| EXERCISE INPUT |

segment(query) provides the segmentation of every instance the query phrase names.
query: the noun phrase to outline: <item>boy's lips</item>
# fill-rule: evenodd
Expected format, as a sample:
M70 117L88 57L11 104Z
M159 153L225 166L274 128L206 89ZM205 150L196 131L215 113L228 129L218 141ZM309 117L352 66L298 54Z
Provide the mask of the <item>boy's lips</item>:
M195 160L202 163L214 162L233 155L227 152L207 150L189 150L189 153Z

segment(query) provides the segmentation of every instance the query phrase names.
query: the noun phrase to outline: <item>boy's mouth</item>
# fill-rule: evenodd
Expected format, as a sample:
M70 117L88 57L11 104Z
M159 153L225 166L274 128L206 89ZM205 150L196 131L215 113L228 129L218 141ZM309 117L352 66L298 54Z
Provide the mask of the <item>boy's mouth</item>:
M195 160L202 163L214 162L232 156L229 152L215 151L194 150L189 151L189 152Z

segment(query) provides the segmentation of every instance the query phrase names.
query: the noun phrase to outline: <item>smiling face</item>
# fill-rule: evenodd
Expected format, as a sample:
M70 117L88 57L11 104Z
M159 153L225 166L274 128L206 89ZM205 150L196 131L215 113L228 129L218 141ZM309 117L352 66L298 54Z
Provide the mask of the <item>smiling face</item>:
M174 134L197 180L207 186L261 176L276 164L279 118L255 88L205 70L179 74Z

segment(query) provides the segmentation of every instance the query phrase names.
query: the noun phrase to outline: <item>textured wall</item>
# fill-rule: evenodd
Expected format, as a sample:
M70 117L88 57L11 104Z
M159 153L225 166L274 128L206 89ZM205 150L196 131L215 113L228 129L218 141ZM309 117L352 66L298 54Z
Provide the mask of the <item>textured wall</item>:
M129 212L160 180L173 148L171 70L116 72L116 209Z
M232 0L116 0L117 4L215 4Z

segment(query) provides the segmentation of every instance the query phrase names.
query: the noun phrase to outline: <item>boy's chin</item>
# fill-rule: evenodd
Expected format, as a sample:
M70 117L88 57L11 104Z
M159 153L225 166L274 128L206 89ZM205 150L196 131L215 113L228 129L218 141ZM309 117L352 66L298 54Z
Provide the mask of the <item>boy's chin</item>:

| SHORT TASK |
Reproduce the listing above with "noun phrase" changed to "target label" everywhere it appears. Leave everything else as it stands.

| RESULT FOR THIS TASK |
segment(query) provides the segmentation of every instance the query phrase names.
query: the target label to outline: <item>boy's lips</item>
# fill-rule: evenodd
Expected format, as a sample:
M70 117L88 57L11 104Z
M159 153L225 166L274 128L206 89ZM205 150L196 131L215 113L228 129L218 141ZM309 117L352 66L298 54Z
Provide the mask of the <item>boy's lips</item>:
M195 160L202 163L214 162L233 155L227 152L207 150L189 150L189 153Z

segment(query) provides the segmentation of every instance the query phrase names.
query: the target label to outline: <item>boy's mouth</item>
# fill-rule: evenodd
Expected format, as a sample:
M70 117L88 57L11 104Z
M159 153L225 166L274 128L206 89ZM205 150L196 131L215 113L228 129L218 141ZM309 117L352 66L298 54Z
Provide the mask of the <item>boy's mouth</item>:
M195 160L202 163L214 162L232 156L229 152L215 151L194 150L189 151L189 152Z

segment(query) provides the segmentation of every instance the query phrase names.
query: the target label to outline: <item>smiling face</item>
# fill-rule: evenodd
Expected format, as a sample:
M70 117L88 57L11 104Z
M159 153L225 166L274 128L206 89ZM205 150L196 131L215 113L228 129L218 141ZM309 117L352 66L298 54Z
Provide the mask of the <item>smiling face</item>:
M174 134L197 180L207 186L261 176L276 164L279 118L255 88L205 70L179 74Z

segment(query) provides the segmentation of every instance the query phrase names.
query: the target label to outline: <item>textured wall</item>
# fill-rule: evenodd
Expected format, as a sample:
M70 117L88 57L11 104Z
M159 153L225 166L274 128L206 89ZM205 150L196 131L215 113L228 129L218 141ZM309 117L352 66L298 54Z
Provide the mask of the <item>textured wall</item>:
M129 212L160 180L173 148L171 70L116 72L116 209Z
M232 0L116 0L117 4L215 4Z

segment(query) provides the segmentation of every instance the query phrase names.
query: the target label to outline: <item>boy's chin</item>
# fill-rule: evenodd
Expected format, as a sample:
M70 117L88 57L11 104Z
M159 153L225 166L274 128L206 89ZM205 150L196 131L215 113L228 129L218 141ZM309 117L352 66L298 54Z
Provide the mask of the <item>boy's chin</item>:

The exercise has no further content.